→ Aufgabe:
Gib alle folgenden Zeilen als JSON-Liste von Zeichenketten aus, mit je einem Eintrag pro Zeile und ohne Leerzeilen.

[Beschriftete Formdatensätze]
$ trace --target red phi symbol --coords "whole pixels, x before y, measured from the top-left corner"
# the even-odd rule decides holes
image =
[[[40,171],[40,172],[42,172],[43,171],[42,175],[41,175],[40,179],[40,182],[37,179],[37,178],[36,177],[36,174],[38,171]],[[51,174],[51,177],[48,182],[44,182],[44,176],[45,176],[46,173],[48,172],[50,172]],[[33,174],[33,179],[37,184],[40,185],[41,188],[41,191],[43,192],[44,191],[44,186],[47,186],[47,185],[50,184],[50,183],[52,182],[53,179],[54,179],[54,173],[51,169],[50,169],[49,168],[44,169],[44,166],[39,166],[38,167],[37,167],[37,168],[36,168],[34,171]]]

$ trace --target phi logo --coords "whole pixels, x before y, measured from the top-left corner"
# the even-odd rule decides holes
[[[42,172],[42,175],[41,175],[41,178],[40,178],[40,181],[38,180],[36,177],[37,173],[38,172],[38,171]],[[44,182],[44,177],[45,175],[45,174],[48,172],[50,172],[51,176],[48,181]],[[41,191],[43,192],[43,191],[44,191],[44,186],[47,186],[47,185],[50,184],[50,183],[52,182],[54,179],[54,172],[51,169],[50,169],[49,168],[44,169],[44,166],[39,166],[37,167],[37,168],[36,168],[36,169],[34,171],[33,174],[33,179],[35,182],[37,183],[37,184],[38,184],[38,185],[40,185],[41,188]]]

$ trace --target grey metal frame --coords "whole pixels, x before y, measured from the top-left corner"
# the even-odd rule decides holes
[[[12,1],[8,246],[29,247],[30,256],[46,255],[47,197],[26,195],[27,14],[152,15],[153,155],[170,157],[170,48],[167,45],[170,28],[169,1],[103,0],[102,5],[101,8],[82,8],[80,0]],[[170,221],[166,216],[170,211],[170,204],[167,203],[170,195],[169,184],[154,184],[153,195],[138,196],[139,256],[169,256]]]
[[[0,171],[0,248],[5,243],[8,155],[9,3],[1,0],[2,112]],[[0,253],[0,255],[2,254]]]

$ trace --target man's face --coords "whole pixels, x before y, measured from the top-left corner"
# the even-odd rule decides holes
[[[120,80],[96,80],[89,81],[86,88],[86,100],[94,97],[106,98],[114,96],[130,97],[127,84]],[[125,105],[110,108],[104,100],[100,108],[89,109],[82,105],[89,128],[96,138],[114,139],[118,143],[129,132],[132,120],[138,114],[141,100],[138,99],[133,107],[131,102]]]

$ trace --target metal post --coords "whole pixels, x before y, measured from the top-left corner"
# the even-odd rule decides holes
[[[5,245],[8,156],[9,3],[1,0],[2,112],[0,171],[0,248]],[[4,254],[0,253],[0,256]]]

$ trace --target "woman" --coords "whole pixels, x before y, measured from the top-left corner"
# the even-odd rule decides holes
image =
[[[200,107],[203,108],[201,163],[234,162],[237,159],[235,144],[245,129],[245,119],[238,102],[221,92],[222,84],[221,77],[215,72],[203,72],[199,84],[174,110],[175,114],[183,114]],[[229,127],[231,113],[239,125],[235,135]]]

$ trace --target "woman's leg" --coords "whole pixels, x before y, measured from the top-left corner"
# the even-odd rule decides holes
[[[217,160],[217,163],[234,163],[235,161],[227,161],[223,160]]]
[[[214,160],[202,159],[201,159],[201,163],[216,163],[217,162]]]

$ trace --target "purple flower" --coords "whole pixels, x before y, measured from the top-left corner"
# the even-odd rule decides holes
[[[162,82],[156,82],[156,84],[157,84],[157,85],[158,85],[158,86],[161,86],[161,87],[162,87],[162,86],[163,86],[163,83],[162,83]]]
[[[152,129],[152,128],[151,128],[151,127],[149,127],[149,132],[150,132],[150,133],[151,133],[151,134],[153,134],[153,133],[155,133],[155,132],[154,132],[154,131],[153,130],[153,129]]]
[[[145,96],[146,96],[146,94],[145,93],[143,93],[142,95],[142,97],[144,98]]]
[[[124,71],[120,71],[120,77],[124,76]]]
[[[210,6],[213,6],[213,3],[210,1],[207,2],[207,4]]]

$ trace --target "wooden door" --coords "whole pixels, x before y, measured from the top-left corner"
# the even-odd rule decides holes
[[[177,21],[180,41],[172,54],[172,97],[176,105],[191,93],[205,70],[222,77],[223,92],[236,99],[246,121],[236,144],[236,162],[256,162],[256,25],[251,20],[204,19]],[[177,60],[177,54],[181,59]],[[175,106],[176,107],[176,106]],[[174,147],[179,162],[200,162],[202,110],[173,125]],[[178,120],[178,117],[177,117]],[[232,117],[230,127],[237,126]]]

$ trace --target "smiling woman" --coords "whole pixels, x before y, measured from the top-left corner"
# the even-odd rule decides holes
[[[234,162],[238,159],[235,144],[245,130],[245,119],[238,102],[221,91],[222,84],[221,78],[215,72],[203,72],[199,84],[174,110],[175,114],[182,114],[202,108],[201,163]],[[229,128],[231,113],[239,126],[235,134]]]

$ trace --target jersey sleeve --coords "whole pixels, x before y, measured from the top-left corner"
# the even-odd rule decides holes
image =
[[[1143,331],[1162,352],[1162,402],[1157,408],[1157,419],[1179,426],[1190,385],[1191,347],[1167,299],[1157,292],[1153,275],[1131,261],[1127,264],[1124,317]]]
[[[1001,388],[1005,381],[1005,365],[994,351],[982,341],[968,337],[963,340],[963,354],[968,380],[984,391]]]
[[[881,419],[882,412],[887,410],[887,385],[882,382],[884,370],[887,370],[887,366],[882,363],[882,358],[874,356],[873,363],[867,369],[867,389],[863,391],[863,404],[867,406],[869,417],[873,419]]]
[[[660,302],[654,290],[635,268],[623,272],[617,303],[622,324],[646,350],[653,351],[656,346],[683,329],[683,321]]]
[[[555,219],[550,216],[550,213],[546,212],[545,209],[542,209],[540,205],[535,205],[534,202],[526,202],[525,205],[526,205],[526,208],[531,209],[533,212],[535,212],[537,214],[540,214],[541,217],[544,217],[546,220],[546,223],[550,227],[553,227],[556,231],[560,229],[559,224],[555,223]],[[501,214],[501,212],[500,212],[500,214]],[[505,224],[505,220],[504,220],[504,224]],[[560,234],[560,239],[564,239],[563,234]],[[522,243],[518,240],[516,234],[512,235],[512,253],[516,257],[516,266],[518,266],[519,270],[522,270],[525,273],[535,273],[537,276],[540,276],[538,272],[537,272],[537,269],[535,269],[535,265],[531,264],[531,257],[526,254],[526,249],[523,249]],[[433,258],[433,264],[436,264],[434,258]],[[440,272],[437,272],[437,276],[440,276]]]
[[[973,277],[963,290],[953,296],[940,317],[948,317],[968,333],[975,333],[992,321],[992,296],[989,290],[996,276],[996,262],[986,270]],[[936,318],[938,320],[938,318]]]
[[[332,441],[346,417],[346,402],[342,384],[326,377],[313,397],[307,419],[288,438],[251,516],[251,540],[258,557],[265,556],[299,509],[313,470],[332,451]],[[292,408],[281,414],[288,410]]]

→ Antwort:
[
  "$ trace --target red phi symbol --coords \"whole pixels, x before y, measured from the top-left corner\"",
  "# the even-odd rule decides holes",
  "image =",
  "[[[40,171],[40,172],[42,172],[43,171],[42,175],[41,175],[40,179],[40,182],[37,179],[37,178],[36,177],[36,174],[38,171]],[[51,174],[51,177],[48,182],[44,182],[44,176],[45,176],[46,173],[48,172],[50,172]],[[33,174],[33,179],[37,184],[40,185],[41,188],[41,191],[43,192],[44,191],[44,186],[47,186],[47,185],[50,184],[50,183],[52,182],[53,179],[54,179],[54,173],[51,169],[50,169],[49,168],[44,169],[44,166],[39,166],[38,167],[37,167],[37,168],[36,168],[34,171]]]",
  "$ trace --target phi logo --coords \"whole pixels, x before y, measured from the top-left corner\"",
  "# the even-odd rule decides holes",
  "[[[42,172],[42,175],[41,175],[41,178],[40,178],[40,181],[38,180],[36,177],[37,173],[38,172],[38,171]],[[44,182],[44,177],[45,175],[45,174],[48,172],[50,172],[51,176],[48,181]],[[41,191],[43,192],[43,191],[44,191],[44,186],[47,186],[47,185],[50,184],[50,183],[52,182],[54,179],[54,172],[51,169],[50,169],[49,168],[44,169],[44,166],[39,166],[37,167],[37,168],[36,168],[36,169],[34,171],[33,174],[33,179],[35,182],[37,183],[37,184],[38,184],[38,185],[40,185],[41,188]]]",
  "$ trace --target grey metal frame --coords \"whole pixels, x before y, measured from the top-left corner\"",
  "# the even-odd rule decides holes",
  "[[[12,1],[8,246],[29,247],[30,256],[46,255],[47,197],[26,195],[27,14],[152,15],[153,155],[170,157],[170,48],[167,45],[170,28],[169,1],[103,0],[102,5],[101,8],[82,8],[80,0]],[[170,221],[166,216],[170,211],[170,204],[167,203],[170,195],[169,184],[154,184],[153,195],[138,196],[139,256],[169,256]]]",
  "[[[0,171],[0,248],[5,243],[8,155],[9,3],[1,0],[2,112]],[[0,253],[0,255],[2,254]]]",
  "$ trace --target man's face --coords \"whole pixels, x before y, measured from the top-left corner\"",
  "# the even-odd rule decides holes",
  "[[[120,80],[96,80],[89,81],[86,88],[86,100],[94,97],[106,98],[114,96],[130,97],[127,84]],[[125,105],[110,108],[104,100],[100,108],[89,109],[82,105],[89,128],[96,138],[114,139],[118,143],[129,132],[132,120],[138,114],[141,100],[138,99],[133,107],[131,102]]]",
  "$ trace --target metal post --coords \"whole pixels, x before y, measured from the top-left corner\"",
  "# the even-odd rule decides holes",
  "[[[5,245],[8,156],[9,3],[1,0],[2,112],[0,171],[0,248]],[[4,254],[0,253],[0,256]]]",
  "$ trace --target \"woman\" --coords \"whole pixels, x before y, measured from the top-left corner\"",
  "# the even-odd rule decides holes",
  "image =",
  "[[[200,107],[203,108],[201,163],[234,162],[237,159],[235,144],[245,129],[245,119],[238,102],[221,92],[222,84],[221,77],[215,72],[203,72],[199,84],[174,110],[175,114],[183,114]],[[229,127],[231,113],[239,125],[235,135]]]",
  "$ trace --target \"woman's leg\" --coords \"whole pixels, x before y, measured from the top-left corner\"",
  "# the even-odd rule decides holes",
  "[[[217,160],[217,163],[234,163],[235,161],[227,161],[223,160]]]",
  "[[[214,160],[202,159],[201,159],[201,163],[216,163],[217,162]]]",
  "$ trace --target \"purple flower\" --coords \"whole pixels, x before y, measured from the top-left corner\"",
  "# the even-odd rule decides holes",
  "[[[162,82],[156,82],[156,84],[157,84],[157,85],[158,85],[158,86],[161,86],[161,87],[162,87],[162,86],[163,86],[163,83],[162,83]]]",
  "[[[152,129],[152,128],[151,128],[151,127],[149,127],[149,132],[150,132],[150,133],[151,133],[151,134],[153,134],[153,133],[155,133],[155,132],[154,132],[154,131],[153,130],[153,129]]]",
  "[[[145,96],[146,96],[146,94],[145,93],[143,93],[142,95],[142,97],[144,98]]]",
  "[[[124,71],[120,71],[120,77],[124,76]]]",
  "[[[210,6],[213,6],[213,3],[210,1],[207,2],[207,4]]]",
  "$ trace --target \"wooden door\" --coords \"whole pixels, x before y, measured from the top-left corner\"",
  "# the even-odd rule decides holes",
  "[[[177,21],[180,41],[172,54],[172,97],[176,105],[191,93],[205,70],[222,77],[223,92],[236,99],[246,121],[236,144],[236,162],[256,162],[256,25],[251,20],[204,19]],[[177,60],[177,54],[181,59]],[[175,106],[176,107],[176,106]],[[174,147],[179,162],[200,162],[202,110],[173,125]],[[178,120],[178,117],[177,117]],[[232,117],[230,127],[237,126]]]",
  "$ trace --target \"smiling woman\" --coords \"whole pixels, x before y, measured from the top-left corner\"",
  "# the even-odd rule decides holes",
  "[[[234,162],[238,159],[235,144],[245,130],[245,119],[238,102],[221,91],[222,84],[221,78],[215,72],[203,72],[199,84],[174,110],[175,114],[182,114],[202,108],[201,163]],[[229,128],[231,113],[239,126],[235,134]]]",
  "$ trace --target jersey sleeve --coords \"whole pixels, x before y, measured from the top-left corner\"",
  "# the even-odd rule decides holes",
  "image =",
  "[[[1143,331],[1162,352],[1162,402],[1157,408],[1157,419],[1179,426],[1190,385],[1191,347],[1167,299],[1157,292],[1153,275],[1131,261],[1127,264],[1124,317]]]",
  "[[[1001,388],[1005,381],[1005,365],[994,351],[982,341],[968,337],[963,340],[963,354],[968,380],[984,391]]]",
  "[[[881,419],[882,412],[887,410],[887,385],[882,382],[884,370],[887,370],[887,366],[882,363],[882,358],[874,356],[873,363],[867,369],[867,389],[863,391],[863,404],[867,406],[869,417],[873,419]]]",
  "[[[660,302],[654,290],[635,268],[623,272],[617,303],[622,324],[646,350],[653,351],[656,346],[683,329],[683,321]]]",
  "[[[555,219],[550,216],[550,213],[546,212],[545,209],[542,209],[540,205],[535,205],[534,202],[526,202],[525,205],[526,205],[526,208],[531,209],[533,212],[535,212],[537,214],[540,214],[541,217],[544,217],[546,220],[546,223],[550,227],[553,227],[556,231],[560,229],[559,224],[555,223]],[[501,214],[501,212],[500,212],[500,214]],[[505,224],[505,220],[504,220],[504,224]],[[560,234],[560,239],[564,239],[563,234]],[[522,243],[518,240],[516,234],[512,235],[512,253],[516,257],[516,266],[518,266],[519,270],[522,270],[525,273],[535,273],[537,276],[540,276],[538,272],[537,272],[537,269],[535,269],[535,265],[531,264],[531,257],[526,254],[526,249],[523,249]],[[433,258],[433,264],[436,264],[434,258]],[[440,272],[437,272],[437,276],[440,276]]]",
  "[[[973,277],[963,290],[953,296],[940,317],[948,317],[968,333],[975,333],[992,321],[992,296],[989,290],[996,276],[996,262],[986,270]],[[936,318],[938,320],[938,318]]]",
  "[[[332,441],[346,417],[346,402],[342,384],[326,377],[313,397],[307,419],[288,438],[251,516],[251,540],[258,557],[265,556],[299,509],[313,470],[332,451]],[[292,408],[281,414],[288,410]]]"
]